START SOURCE MATERIAL

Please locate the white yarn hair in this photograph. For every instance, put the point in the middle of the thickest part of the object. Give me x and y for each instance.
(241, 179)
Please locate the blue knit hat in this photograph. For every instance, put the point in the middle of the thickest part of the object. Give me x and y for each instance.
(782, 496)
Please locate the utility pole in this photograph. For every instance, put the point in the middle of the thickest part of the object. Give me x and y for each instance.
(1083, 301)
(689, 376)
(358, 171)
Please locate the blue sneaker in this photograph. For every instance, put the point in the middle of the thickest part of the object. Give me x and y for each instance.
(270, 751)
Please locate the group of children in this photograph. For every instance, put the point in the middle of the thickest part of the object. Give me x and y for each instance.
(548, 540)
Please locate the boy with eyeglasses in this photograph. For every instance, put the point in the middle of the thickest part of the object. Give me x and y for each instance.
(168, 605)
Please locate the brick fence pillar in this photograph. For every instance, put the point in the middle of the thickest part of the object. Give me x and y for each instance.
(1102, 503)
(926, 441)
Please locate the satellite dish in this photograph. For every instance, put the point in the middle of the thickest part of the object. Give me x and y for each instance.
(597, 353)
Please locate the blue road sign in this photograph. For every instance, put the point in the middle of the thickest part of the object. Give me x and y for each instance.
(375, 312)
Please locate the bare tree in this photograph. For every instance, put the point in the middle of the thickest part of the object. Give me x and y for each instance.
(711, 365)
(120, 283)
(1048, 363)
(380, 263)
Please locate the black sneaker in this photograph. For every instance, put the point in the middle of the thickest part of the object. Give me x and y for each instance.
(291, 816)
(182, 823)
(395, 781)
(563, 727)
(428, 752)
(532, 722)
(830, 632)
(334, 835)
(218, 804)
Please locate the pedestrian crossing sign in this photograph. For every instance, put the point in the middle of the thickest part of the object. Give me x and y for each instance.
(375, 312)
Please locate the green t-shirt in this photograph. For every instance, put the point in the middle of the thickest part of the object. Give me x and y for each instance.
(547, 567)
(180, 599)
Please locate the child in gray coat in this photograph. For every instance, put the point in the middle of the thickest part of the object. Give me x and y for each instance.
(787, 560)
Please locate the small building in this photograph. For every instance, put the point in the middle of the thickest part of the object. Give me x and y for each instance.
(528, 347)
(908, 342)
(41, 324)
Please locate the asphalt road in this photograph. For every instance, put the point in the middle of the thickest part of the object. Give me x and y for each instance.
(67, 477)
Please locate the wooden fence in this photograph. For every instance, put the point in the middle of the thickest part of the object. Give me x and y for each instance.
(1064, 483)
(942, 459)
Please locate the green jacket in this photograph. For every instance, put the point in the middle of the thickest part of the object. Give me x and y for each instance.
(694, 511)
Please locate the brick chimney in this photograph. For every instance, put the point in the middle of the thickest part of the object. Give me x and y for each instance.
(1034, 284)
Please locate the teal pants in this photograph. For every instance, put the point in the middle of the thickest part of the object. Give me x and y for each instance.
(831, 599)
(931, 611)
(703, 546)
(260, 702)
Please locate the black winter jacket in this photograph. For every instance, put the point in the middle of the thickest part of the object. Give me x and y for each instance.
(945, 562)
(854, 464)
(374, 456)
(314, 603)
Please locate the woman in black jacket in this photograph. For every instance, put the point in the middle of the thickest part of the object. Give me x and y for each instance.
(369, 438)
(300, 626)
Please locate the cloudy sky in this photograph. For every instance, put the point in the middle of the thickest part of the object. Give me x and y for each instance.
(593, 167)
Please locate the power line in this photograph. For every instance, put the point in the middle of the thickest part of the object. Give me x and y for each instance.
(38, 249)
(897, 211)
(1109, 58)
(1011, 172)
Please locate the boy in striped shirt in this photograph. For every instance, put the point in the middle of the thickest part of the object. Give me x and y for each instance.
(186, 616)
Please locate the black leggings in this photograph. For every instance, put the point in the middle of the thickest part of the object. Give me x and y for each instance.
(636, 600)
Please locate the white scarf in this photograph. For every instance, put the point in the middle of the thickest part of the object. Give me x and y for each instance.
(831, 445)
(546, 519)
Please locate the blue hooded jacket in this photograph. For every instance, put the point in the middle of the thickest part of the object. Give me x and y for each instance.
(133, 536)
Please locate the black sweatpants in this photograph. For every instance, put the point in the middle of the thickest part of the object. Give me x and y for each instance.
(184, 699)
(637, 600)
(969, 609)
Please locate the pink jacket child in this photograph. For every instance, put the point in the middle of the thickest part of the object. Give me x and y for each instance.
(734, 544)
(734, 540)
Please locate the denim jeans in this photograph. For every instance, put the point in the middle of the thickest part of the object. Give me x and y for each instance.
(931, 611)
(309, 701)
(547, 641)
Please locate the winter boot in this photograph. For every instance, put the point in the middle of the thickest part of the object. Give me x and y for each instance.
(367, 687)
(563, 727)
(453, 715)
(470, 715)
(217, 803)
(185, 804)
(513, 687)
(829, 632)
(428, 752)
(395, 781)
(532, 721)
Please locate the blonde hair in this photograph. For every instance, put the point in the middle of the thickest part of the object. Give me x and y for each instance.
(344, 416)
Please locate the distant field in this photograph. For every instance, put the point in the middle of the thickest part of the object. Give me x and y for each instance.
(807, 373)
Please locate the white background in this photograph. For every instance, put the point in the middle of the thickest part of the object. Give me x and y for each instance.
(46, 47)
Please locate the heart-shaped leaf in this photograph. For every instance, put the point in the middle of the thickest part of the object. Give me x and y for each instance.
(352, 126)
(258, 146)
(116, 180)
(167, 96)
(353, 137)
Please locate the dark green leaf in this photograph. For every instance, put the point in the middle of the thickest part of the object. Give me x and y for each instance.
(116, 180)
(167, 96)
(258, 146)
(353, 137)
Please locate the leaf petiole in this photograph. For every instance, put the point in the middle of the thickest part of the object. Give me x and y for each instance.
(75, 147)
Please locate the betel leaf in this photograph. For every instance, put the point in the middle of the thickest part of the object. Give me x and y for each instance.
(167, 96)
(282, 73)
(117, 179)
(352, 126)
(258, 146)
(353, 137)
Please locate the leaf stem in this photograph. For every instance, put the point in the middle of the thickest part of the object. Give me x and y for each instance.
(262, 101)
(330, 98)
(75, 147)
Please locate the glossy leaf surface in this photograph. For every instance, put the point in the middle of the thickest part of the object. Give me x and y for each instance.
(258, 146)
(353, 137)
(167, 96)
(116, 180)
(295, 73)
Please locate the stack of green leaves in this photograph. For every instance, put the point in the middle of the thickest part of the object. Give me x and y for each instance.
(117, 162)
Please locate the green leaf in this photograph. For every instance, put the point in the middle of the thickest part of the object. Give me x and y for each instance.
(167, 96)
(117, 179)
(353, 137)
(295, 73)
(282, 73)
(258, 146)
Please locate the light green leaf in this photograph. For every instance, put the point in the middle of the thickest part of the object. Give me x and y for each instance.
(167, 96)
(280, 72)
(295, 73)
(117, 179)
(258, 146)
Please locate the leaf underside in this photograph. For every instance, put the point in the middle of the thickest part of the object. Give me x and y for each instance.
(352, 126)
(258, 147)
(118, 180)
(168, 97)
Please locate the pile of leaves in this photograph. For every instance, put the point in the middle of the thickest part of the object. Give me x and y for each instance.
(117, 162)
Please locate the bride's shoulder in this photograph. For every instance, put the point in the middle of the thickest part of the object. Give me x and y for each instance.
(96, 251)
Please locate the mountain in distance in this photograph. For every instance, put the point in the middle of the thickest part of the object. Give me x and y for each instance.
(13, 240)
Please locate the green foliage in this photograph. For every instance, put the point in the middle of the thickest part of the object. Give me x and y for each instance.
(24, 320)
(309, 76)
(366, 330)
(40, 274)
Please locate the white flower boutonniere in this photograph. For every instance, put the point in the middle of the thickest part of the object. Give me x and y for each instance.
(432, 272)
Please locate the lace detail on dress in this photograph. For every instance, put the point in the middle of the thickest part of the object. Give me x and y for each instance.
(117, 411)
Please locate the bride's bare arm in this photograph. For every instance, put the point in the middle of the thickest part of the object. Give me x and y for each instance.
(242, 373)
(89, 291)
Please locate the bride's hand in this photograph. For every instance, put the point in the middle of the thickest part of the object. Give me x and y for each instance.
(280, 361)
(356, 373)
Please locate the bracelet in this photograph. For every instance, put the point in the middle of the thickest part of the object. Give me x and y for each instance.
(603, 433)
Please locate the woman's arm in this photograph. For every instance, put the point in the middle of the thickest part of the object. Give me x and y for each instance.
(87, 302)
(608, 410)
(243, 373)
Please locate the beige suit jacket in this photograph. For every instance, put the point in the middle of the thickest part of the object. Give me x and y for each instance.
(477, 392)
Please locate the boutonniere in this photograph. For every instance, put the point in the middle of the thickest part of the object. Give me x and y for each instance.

END SOURCE MATERIAL

Would you reproduce, word for word, the lines from the one holding "Please locate the bracelet" through the final line of the entries, both included?

Please locate the bracelet in this photograph. For every instance, put the point in the middle of the thickest part of the object. Give me x and y for each instance.
(603, 433)
Please locate the woman's arm in this photograph. For every instance, put the point in the middle of the thickest part of the object. Give me x and y for each instance.
(87, 302)
(608, 410)
(243, 373)
Please locate the beige suit jacket in this photograph. For every instance, put the point in the middle of the thickest part of the object. Give me x and y for each instance.
(477, 392)
Please locate the boutonniere in this photograph. For every instance, put the point in the middle of the thickest part of the object. Give me x and y for each instance.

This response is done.